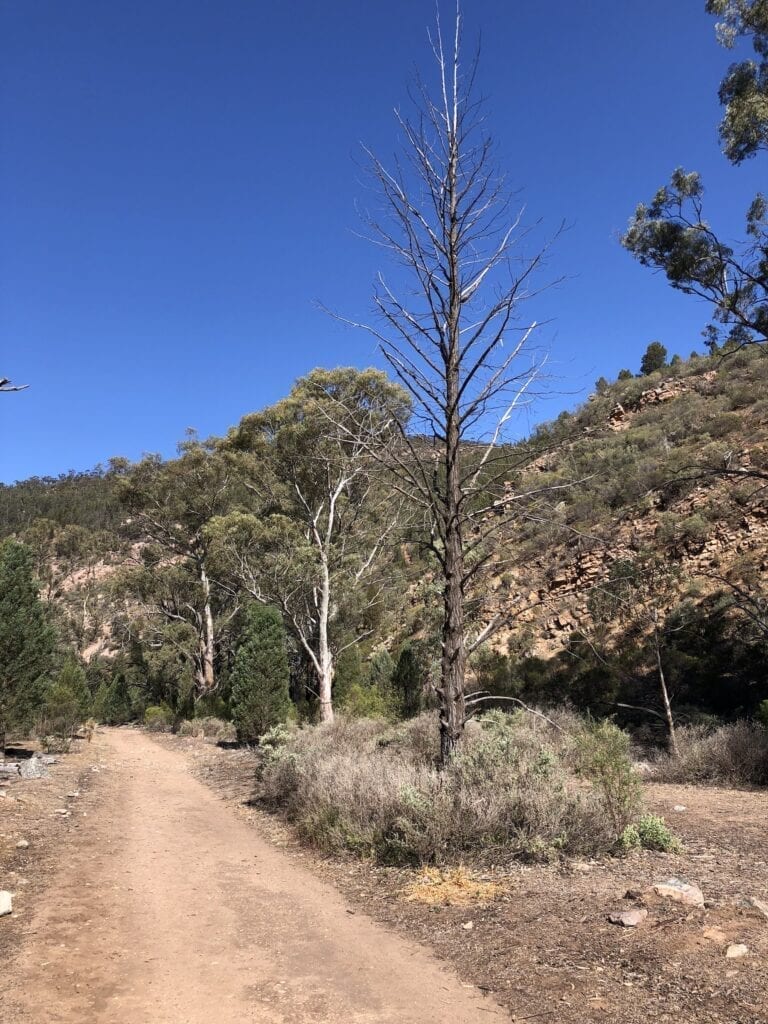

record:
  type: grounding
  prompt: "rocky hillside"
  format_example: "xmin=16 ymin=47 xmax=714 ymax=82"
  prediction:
xmin=3 ymin=347 xmax=768 ymax=723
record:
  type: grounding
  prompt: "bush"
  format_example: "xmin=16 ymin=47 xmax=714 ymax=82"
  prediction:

→ **What to produce**
Would you set down every line of the data above exactly, skipping the pictures?

→ **Output**
record:
  type: grounding
  prompt: "rocky hillside"
  format_example: "xmin=16 ymin=47 xmax=714 ymax=82"
  prediction:
xmin=3 ymin=347 xmax=768 ymax=723
record:
  type: grounding
  prompt: "bush"
  format_example: "xmin=16 ymin=47 xmax=714 ymax=82"
  prediction:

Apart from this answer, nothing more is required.